*Challenges*
• a. Name every NBA team mentioned in the text on the 2002 NBA All-Star Game.
• b. According to the text on the 2002 NBA All-Star Game, what was the final score?
• c. Pick up the text on the 2002 NBA All-Star Game where it stops and keep writing.

The 2002 NBA All-Star Game was an exhibition basketball game which was played on February 10, 2002, at the First Union Center in Philadelphia, home of the Philadelphia 76ers. This game was the 51st edition of the North American NBA All-Star Game and was played during the 2001–02 NBA season.

The venue was originally scheduled for the 1998-99 NBA season, but was cancelled due to the 1998-99 NBA lockout and moved to 2002, which was the next All-Star game that had not yet been awarded to another city.

The West defeated the East 135–120, with Kobe Bryant of the Los Angeles Lakers winning the Most Valuable Player. Bryant scored 31 points, dished 5 assists, and grabbed 5 rebounds, despite being booed by the hometown crowd. Tracy McGrady led the way for the East, scoring 25 points off the bench. He also made one of the most memorable plays in All-Star Game history, the self pass off the backboard dunk.

This was also the last All-Star Game to feature players wearing their respective team jerseys, and thus far, the last to be seen on over-the-air television (all subsequent games have aired on the cable channel TNT).

All-Star Game

Coaches

The coach for the Western Conference team was Dallas Mavericks head coach Don Nelson. The Mavericks had a 35–14 record on February 10. The coach for the Eastern Conference team was New Jersey Nets head coach Byron Scott. The Nets had a 32–15 record on February 10.

Players

The rosters for the All-Star Game were chosen in two ways. The starters were chosen via a fan ballot. Two guards, two forwards and one center who received the highest vote were named the All-Star starters. The reserves were chosen by votes among the NBA head coaches in their respective conferences. The coaches were not permitted to vote for their own players. The reserves consist of two guards, two forwards, one center and two players regardless of position. If a player is unable to participate due to injury, the commissioner will select a replacement.

*Dataset*
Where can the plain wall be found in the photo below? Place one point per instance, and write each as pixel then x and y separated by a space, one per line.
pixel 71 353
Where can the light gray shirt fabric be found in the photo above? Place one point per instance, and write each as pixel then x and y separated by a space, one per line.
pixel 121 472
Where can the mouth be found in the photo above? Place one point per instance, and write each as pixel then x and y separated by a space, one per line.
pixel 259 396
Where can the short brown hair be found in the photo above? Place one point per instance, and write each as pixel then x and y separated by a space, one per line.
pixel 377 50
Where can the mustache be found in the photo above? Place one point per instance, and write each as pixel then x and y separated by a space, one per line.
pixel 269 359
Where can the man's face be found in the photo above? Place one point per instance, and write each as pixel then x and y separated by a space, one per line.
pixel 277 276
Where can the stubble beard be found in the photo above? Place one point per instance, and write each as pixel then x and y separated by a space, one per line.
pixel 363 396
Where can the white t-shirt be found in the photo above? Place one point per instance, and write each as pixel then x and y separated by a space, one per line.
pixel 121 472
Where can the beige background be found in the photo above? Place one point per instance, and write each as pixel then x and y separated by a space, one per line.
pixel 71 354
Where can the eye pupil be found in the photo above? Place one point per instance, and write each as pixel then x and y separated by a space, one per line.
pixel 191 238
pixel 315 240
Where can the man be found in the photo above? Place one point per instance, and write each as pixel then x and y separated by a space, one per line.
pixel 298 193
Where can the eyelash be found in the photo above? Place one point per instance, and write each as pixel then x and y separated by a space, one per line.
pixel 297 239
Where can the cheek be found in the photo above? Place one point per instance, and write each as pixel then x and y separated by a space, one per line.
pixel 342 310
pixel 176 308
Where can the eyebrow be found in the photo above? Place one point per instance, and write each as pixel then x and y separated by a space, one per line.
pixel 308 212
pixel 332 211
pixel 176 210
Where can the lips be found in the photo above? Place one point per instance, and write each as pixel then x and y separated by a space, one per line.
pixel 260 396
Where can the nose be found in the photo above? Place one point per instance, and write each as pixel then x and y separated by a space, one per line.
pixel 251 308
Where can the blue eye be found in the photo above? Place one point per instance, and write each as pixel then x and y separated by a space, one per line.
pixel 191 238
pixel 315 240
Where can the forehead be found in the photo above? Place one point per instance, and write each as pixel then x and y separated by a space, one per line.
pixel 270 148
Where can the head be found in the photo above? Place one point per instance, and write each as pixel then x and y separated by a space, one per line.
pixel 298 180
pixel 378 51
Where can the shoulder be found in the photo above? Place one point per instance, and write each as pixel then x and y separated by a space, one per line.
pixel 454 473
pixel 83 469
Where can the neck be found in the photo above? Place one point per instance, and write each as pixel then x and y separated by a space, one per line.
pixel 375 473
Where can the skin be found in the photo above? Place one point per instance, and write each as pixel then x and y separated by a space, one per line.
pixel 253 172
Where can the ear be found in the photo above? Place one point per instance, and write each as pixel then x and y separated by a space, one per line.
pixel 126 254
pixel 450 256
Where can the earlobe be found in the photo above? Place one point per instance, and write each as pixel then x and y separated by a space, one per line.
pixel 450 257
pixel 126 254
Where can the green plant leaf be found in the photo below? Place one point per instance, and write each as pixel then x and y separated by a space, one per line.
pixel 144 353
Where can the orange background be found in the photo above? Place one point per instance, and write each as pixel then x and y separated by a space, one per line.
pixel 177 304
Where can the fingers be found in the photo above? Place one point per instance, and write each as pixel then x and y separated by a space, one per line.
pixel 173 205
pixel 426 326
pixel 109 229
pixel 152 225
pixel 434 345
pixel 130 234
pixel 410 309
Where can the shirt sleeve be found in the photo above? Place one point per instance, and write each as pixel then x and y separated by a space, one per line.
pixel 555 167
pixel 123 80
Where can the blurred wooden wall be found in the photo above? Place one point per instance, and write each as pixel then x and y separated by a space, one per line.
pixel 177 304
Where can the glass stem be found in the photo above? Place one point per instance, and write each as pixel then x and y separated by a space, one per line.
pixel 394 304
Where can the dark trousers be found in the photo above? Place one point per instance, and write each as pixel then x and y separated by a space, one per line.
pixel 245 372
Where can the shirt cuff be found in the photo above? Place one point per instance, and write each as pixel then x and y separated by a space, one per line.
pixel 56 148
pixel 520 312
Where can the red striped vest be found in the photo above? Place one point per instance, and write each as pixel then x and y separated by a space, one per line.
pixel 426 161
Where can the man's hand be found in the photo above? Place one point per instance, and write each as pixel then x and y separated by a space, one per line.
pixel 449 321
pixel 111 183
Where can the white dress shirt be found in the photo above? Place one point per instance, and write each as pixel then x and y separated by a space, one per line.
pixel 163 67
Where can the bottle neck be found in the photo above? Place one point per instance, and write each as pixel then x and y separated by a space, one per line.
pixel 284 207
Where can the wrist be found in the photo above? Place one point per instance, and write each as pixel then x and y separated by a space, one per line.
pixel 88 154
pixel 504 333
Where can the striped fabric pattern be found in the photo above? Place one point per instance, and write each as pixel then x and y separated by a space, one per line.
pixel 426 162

*Responses*
• a. Philadelphia 76ers, Los Angeles Lakers, Dallas Mavericks, New Jersey Nets

• b. The West beat the East 135–120.

• c.
For the third consecutive year, Vince Carter of the Toronto Raptors topped the ballots with 1,470,176 votes, which earned him a starting position as a forward in the Eastern Conference team for the third year in a row. Allen Iverson, Michael Jordan, Antoine Walker, and Dikembe Mutombo completed the Eastern Conference starting position. This was the third consecutive All-Star appearance by Carter and Iverson, and Mutombo's eighth appearance as an All-Star. It also marked Jordan's 13th appearance as an All-Star, and the first after his return from retirement. The Eastern Conference reserves included four first-time selections, Shareef Abdur-Rahim, Baron Davis, Jermaine O'Neal, and Paul Pierce. Ray Allen, Jason Kidd, Tracy McGrady, and Alonzo Mourning rounded out the team. Two teams, Philadelphia 76ers, and Boston Celtics, had two representatives at the All-Star Game with Iverson/Mutombo, and Walker/Pierce.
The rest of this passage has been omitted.